Dataset:
╔══

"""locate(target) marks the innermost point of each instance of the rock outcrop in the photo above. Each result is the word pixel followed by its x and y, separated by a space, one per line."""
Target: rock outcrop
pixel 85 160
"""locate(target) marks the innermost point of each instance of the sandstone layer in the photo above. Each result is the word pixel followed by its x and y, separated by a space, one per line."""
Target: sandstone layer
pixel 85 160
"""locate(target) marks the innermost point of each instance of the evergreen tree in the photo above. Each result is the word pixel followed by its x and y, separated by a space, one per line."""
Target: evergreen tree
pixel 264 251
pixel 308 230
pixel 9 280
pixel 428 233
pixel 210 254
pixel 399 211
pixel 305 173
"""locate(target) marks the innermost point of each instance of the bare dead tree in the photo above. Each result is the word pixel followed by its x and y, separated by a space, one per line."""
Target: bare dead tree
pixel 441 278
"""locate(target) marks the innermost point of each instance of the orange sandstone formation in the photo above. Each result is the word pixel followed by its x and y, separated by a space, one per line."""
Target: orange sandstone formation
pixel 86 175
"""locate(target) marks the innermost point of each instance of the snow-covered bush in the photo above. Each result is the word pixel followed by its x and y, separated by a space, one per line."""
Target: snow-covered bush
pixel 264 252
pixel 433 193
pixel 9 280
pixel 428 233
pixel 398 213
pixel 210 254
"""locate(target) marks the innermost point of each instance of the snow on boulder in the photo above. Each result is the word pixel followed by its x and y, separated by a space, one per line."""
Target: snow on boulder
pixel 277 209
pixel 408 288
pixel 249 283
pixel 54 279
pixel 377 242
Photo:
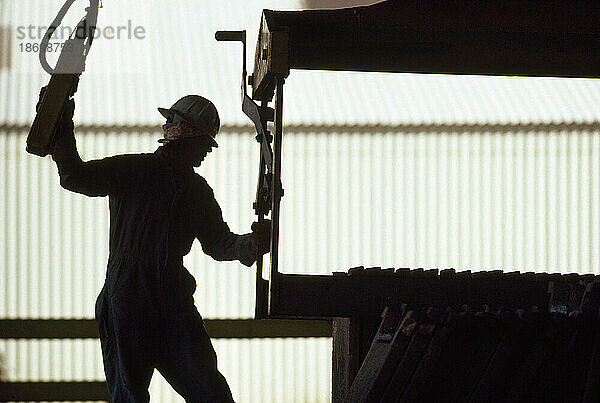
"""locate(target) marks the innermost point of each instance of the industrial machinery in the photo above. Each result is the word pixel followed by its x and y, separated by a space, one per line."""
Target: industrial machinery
pixel 431 335
pixel 546 38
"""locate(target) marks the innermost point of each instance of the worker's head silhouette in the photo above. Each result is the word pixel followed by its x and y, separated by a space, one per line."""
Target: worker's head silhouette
pixel 190 116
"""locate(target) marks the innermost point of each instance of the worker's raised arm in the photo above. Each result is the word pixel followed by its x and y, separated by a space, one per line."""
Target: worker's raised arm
pixel 93 178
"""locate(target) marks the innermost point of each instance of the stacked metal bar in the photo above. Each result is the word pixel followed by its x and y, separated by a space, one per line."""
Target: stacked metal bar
pixel 482 353
pixel 365 292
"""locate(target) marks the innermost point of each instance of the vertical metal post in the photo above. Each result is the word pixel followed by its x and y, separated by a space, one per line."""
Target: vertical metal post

╚══

Goal of the exercise:
Format every line of the items above as a numbered list, skipping any blank lines. Leave the pictures out of your answer.

Task solution:
1. """locate(target) marks the innermost point of each instance of the rock outcrop in the photo above. Each result is the word pixel followed by its x and y, separated by a space, one per line."""
2. Target: rock outcrop
3. pixel 85 160
4. """locate(target) marks the innermost point of each instance of the sandstone layer in the photo above. Each result is the word pixel followed by its x and y, separated by a space, one per line."""
5. Target: sandstone layer
6. pixel 85 160
7. """locate(target) marks the innermost point of each instance of the evergreen tree in the photo above. Each result is the word pixel followed by its x and y, separated by a space, one per line."""
8. Target: evergreen tree
9. pixel 264 251
10. pixel 308 230
11. pixel 9 280
12. pixel 428 233
13. pixel 210 254
14. pixel 399 211
15. pixel 305 173
16. """locate(target) marks the innermost point of each instance of the bare dead tree in the photo above. Each result is the word pixel followed by its x and y, separated by a space, one per line."""
17. Target: bare dead tree
18. pixel 441 278
19. """locate(target) marks the innermost point of each instance of the orange sandstone formation in the photo above. Each result is the word pixel followed by its x and y, separated by a space, one per line."""
20. Target: orange sandstone formation
21. pixel 86 175
22. """locate(target) marks the innermost point of each instance of the snow-covered bush in the photo above. Each result is the word pixel followed by its x and y, separated by a space, one per line."""
23. Target: snow-covered bush
24. pixel 264 252
25. pixel 433 193
26. pixel 9 280
27. pixel 428 233
28. pixel 398 213
29. pixel 210 254
30. """locate(target) marks the innermost point of each instance of the snow on boulder in the photo above. Each result is the word pixel followed by its x and y, separated by a space, one per line."""
31. Target: snow on boulder
32. pixel 277 209
33. pixel 408 288
34. pixel 249 283
35. pixel 54 279
36. pixel 377 242
37. Photo:
38. """locate(target) marks the innermost point of each instance of the industrial machinery in the photo above. Each result is the word pixel followed by its x and y, separated by a space, one per line."""
39. Target: industrial machinery
40. pixel 431 335
41. pixel 546 38
42. """locate(target) marks the innermost point of each instance of the worker's head silhouette in the photo above. Each result is the word pixel followed by its x and y, separated by a space, one per line."""
43. Target: worker's head silhouette
44. pixel 190 116
45. """locate(target) marks the innermost point of each instance of the worker's raised arm in the photo above. Each result is the word pixel followed by its x and y, separated by a space, one per line."""
46. Target: worker's raised arm
47. pixel 93 178
48. """locate(target) marks the innermost point of each instance of the stacked metal bar in the photo above. Each result is the word pixel followed by its x and y, separated by a space, one per line."""
49. Target: stacked metal bar
50. pixel 482 353
51. pixel 365 292
52. """locate(target) marks the innermost point of each instance of the vertical metal post in the photo above. Each result is the word pixel followed by its x and y, separated by a space, one per line."""
53. Target: vertical metal post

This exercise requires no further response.